#### Problem to solve
Give each record below again, without a single difference.

#### Source data

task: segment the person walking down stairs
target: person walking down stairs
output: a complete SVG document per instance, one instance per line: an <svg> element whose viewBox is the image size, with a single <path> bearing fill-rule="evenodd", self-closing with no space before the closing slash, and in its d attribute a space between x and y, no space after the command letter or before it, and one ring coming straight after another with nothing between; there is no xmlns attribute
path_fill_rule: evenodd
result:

#### Task response
task: segment the person walking down stairs
target: person walking down stairs
output: a complete SVG document per instance, one instance per line: an <svg> element whose viewBox is the image size, with a single <path> bearing fill-rule="evenodd", self-closing with no space before the closing slash, and in its d attribute a space between x and y, no space after the command letter or before it, and one ring coming straight after another with nothing between; there is no xmlns attribute
path_fill_rule: evenodd
result:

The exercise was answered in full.